Exercise requirements
Word for word, restate the data that follows, omitting the images.

Dataset records
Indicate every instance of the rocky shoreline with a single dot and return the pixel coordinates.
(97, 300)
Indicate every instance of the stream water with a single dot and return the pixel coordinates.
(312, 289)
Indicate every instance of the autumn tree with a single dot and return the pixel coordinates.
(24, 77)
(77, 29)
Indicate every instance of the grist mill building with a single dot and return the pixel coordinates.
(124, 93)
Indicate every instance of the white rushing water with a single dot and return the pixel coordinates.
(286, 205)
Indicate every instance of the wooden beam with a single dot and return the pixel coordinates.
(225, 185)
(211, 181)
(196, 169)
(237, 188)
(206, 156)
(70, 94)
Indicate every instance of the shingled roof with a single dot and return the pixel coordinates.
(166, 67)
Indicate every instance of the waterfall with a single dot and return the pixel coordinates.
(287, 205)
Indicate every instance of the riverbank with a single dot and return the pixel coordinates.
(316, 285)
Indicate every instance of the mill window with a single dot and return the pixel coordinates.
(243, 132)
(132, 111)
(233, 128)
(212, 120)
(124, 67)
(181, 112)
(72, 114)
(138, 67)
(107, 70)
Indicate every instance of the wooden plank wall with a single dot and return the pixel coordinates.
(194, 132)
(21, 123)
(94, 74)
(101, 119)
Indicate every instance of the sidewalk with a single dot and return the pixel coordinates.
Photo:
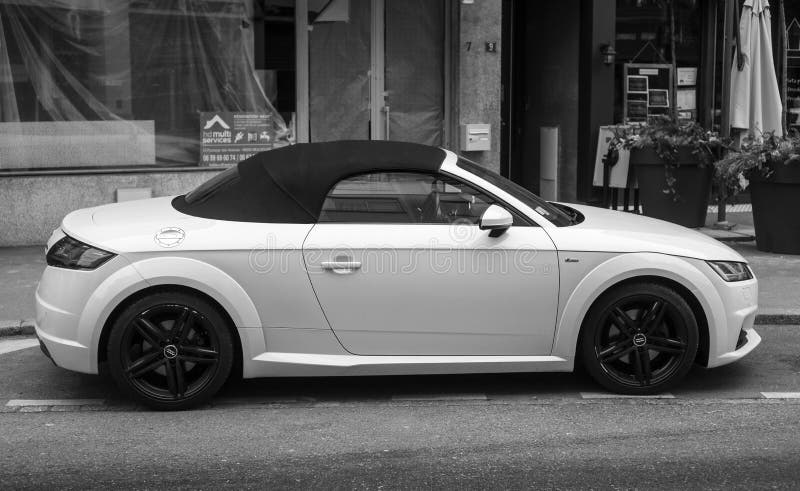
(778, 275)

Exercise result
Indicate every instance of the rocky shoreline with a single dot and return the pixel coordinates.
(97, 300)
Indicate every instance of the stream water with a single dot and return the pixel coordinates.
(312, 289)
Indicate every instance of the autumn tree with a single dot and return the pixel coordinates.
(24, 77)
(77, 29)
Indicate every instance of the grist mill building with a single dot and return the pixel coordinates.
(124, 93)
Indicate every instance of the white rushing water with a single dot and return the pixel coordinates.
(286, 205)
Indicate every instance of the wooden beam with a single dot and return the pixel coordinates.
(225, 185)
(211, 181)
(196, 169)
(237, 188)
(206, 156)
(70, 94)
Indicate every instance of the shingled roof with a single dot and return the pixel coordinates.
(166, 67)
Indicate every instance of the waterfall with a single dot and return the pixel coordinates.
(287, 205)
Indicate every instance of the riverbank with a single dot and return the pixel coordinates.
(316, 285)
Indicate every instance of the mill window with a single dot and return the pixel coordinates.
(243, 132)
(132, 111)
(233, 128)
(212, 120)
(124, 67)
(181, 112)
(72, 114)
(138, 67)
(107, 70)
Indicate every instance of the wooden plank wall with a single dot and return the pixel coordinates.
(194, 132)
(21, 123)
(94, 74)
(101, 119)
Indicate every instance of the sidewalk with a single dot and return the pixel coordinates.
Photo:
(778, 275)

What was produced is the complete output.